TO DO: Would it be possible to copy exactly the lines from the one containing "In this exercise you will mark every instance of the ocean" to the end of the entries, including both and nothing else?

▬▬▬▬▬▬▬▬▬▬

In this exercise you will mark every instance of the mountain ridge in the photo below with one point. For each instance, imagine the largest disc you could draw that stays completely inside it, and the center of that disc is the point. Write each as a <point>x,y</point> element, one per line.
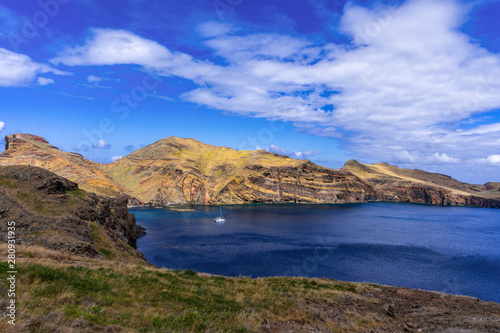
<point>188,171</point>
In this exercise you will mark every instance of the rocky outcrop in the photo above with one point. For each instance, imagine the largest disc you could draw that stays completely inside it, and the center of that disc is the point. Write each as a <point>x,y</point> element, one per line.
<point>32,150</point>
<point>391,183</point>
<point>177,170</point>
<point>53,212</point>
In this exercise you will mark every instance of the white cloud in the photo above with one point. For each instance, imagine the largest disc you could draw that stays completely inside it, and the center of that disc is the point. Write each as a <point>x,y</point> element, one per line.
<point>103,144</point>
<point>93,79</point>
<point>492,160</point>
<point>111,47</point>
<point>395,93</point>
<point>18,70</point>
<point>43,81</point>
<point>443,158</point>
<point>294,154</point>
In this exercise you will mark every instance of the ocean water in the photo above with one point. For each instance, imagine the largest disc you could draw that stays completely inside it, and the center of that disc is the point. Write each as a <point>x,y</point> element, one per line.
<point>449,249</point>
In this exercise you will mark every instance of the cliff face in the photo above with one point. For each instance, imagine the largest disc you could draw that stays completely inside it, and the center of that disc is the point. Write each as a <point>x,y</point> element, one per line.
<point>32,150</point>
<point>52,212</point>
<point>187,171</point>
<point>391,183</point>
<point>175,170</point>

▬▬▬▬▬▬▬▬▬▬

OUTPUT OF THE EXERCISE:
In this exercise you will mark every instance of the ocean water in the photo above with one point. For each instance, imagine the largest disc you could draw that stays completely inside it, and the center of that disc is the point. Write each as a <point>x,y</point> element, one per line.
<point>449,249</point>
In this exercise you will mark every instance of the cliff face in the photo above with one point. For each instance, imagine the largest disc you could draw that stays completely inside it, and the center of that disc is the point. Write each as a <point>x,y</point> element, one per line.
<point>32,150</point>
<point>52,212</point>
<point>187,171</point>
<point>391,183</point>
<point>175,170</point>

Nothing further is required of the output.